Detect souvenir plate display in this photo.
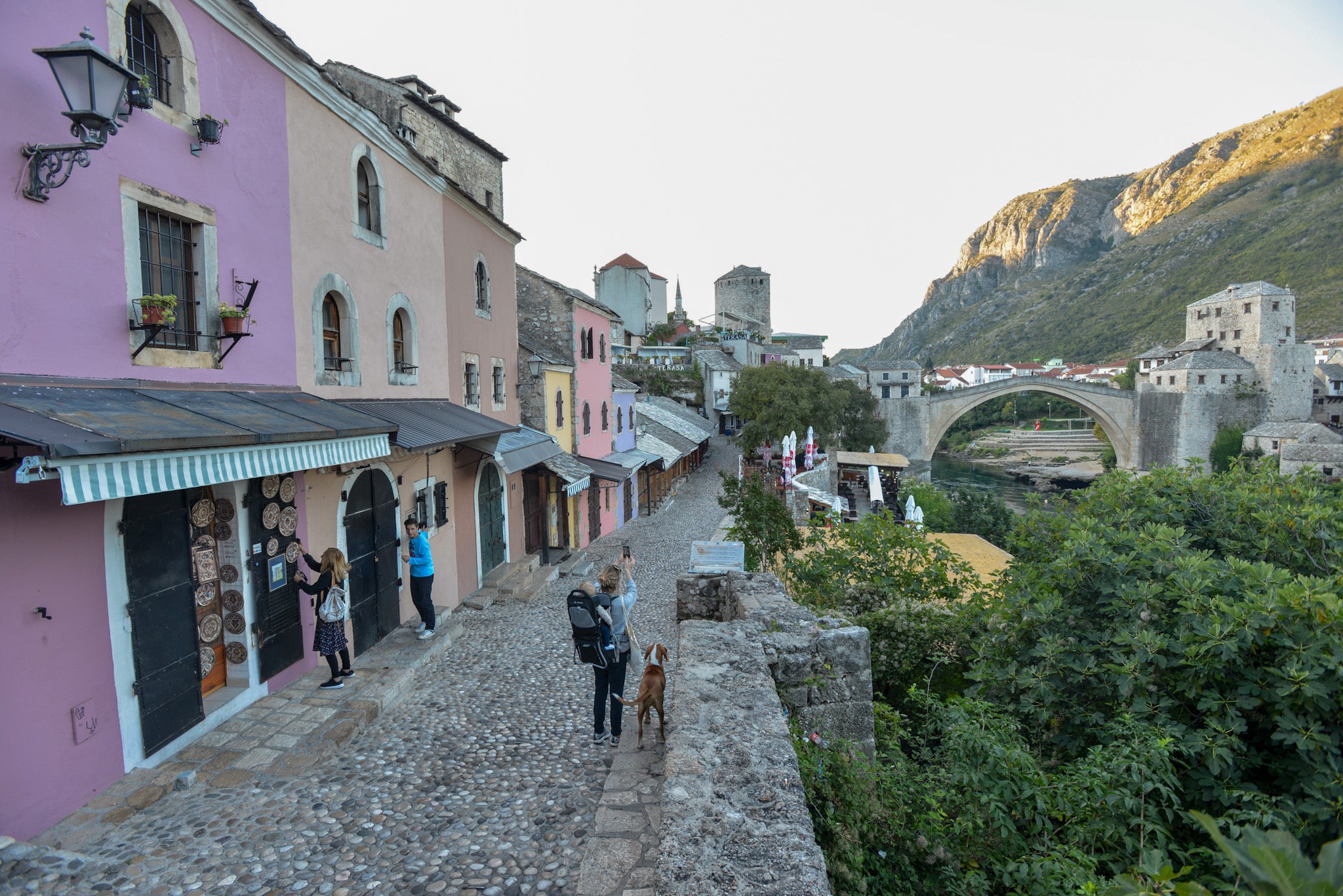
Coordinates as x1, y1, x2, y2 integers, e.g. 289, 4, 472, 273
215, 498, 233, 522
191, 498, 215, 528
196, 613, 224, 644
279, 508, 298, 539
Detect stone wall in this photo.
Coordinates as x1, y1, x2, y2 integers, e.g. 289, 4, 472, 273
658, 572, 874, 896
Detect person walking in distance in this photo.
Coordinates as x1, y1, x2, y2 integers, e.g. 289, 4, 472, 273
294, 541, 355, 689
401, 516, 434, 641
592, 556, 639, 747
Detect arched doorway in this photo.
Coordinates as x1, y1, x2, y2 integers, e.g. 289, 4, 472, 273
345, 470, 400, 657
475, 463, 508, 579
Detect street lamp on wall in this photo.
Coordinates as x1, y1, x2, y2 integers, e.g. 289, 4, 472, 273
23, 28, 136, 203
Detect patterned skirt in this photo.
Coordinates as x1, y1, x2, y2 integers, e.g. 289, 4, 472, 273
313, 619, 349, 657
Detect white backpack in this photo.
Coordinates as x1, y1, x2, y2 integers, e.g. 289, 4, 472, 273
317, 585, 349, 622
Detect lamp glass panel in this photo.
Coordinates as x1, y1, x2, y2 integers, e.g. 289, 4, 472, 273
47, 54, 92, 111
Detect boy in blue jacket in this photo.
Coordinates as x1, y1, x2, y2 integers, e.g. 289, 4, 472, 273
401, 516, 434, 641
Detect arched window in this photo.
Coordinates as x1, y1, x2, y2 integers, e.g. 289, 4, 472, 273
475, 258, 491, 311
127, 3, 172, 106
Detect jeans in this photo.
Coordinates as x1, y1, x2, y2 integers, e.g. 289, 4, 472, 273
592, 650, 630, 737
411, 575, 434, 631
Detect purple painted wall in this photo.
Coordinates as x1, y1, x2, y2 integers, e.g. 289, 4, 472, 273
0, 473, 122, 838
0, 0, 296, 384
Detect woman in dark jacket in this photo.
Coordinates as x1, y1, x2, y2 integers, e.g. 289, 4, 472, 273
294, 541, 355, 689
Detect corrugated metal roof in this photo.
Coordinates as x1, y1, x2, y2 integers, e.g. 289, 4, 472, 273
340, 399, 520, 452
0, 384, 396, 458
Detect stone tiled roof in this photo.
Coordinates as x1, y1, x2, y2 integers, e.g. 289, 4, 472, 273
1193, 279, 1292, 305
1153, 352, 1254, 372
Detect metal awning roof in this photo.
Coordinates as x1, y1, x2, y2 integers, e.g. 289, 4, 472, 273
0, 384, 396, 458
468, 426, 564, 473
340, 399, 519, 453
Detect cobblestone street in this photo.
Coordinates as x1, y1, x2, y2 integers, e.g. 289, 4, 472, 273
0, 438, 736, 896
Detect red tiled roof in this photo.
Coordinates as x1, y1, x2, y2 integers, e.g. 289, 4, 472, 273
602, 252, 647, 271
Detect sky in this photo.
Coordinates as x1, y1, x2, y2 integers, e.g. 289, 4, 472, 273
255, 0, 1343, 353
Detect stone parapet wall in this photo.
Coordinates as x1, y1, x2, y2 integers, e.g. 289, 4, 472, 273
658, 572, 873, 896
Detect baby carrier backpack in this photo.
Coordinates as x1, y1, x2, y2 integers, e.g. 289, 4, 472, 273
567, 589, 615, 669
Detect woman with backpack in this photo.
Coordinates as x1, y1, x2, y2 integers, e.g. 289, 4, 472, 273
592, 558, 639, 747
294, 541, 355, 690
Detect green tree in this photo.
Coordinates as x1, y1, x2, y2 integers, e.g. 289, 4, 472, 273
719, 470, 802, 572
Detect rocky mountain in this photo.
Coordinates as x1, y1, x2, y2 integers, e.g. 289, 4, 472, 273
834, 88, 1343, 364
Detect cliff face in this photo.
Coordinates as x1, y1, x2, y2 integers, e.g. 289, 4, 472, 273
835, 90, 1343, 364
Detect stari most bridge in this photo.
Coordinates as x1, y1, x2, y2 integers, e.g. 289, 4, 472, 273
878, 376, 1139, 469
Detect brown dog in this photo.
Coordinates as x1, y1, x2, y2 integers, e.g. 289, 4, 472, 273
612, 644, 668, 750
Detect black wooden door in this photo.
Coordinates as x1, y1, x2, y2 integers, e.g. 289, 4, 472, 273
121, 492, 205, 756
243, 477, 304, 681
345, 470, 401, 657
477, 463, 504, 576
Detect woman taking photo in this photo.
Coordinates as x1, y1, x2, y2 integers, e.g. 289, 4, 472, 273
294, 541, 355, 689
592, 558, 639, 747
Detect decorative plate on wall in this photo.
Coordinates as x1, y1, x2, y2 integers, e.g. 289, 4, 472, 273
196, 613, 224, 644
279, 508, 298, 539
215, 498, 233, 522
191, 498, 215, 528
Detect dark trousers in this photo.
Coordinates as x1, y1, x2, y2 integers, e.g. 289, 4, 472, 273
327, 650, 349, 678
592, 650, 630, 737
411, 575, 434, 629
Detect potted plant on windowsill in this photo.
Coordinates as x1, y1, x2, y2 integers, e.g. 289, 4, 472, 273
219, 305, 251, 336
140, 293, 177, 326
196, 113, 228, 144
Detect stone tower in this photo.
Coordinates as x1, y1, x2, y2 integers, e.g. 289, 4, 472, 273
713, 265, 772, 338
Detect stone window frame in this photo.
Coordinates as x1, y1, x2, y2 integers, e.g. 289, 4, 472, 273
106, 0, 200, 137
313, 271, 362, 385
387, 293, 419, 385
119, 178, 220, 370
349, 142, 387, 251
471, 252, 494, 320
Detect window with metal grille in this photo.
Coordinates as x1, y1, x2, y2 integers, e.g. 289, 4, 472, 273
462, 361, 481, 404
127, 3, 172, 106
140, 206, 200, 351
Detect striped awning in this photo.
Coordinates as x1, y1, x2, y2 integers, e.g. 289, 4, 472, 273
16, 433, 392, 504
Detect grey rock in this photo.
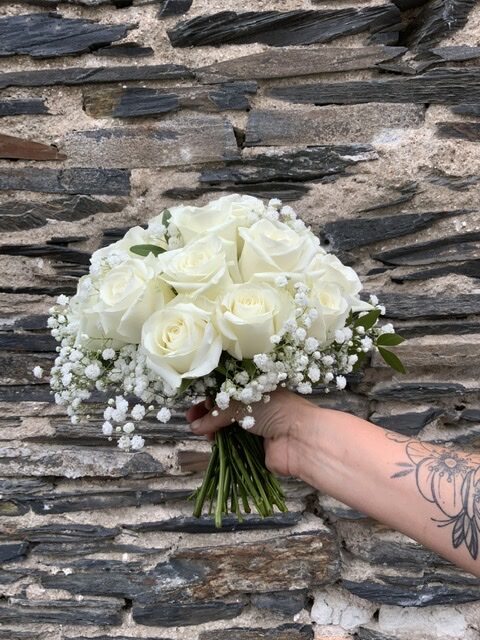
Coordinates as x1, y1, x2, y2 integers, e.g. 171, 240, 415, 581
0, 597, 125, 626
167, 4, 401, 47
251, 589, 308, 616
0, 13, 132, 58
0, 167, 130, 196
200, 144, 378, 184
0, 64, 192, 89
322, 209, 471, 251
0, 98, 49, 118
268, 67, 480, 105
369, 409, 441, 436
63, 115, 239, 168
245, 104, 424, 147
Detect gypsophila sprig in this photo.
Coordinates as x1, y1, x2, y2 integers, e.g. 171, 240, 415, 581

== Task requirements ==
Rewrite the rows from the line containing "Detect grey rock in this photo." through the end of the rows, inclusive, replacing "grey rock" with "gray stone" and changing nothing else. Leave the pictures out of your answer.

== Exercise answer ==
Detect gray stone in this photo.
Coordinates as x1, y1, x2, y2 integers, e.g. 171, 240, 415, 581
0, 597, 125, 626
167, 4, 401, 47
251, 589, 308, 616
0, 13, 132, 58
0, 167, 130, 196
200, 144, 378, 184
0, 64, 192, 89
322, 209, 471, 251
0, 98, 49, 118
268, 67, 480, 105
369, 409, 441, 436
63, 115, 239, 168
245, 104, 424, 147
Detect gypsophila sprig in this photo.
Coordinates as x1, y1, x2, y2 integers, e.g. 171, 240, 415, 581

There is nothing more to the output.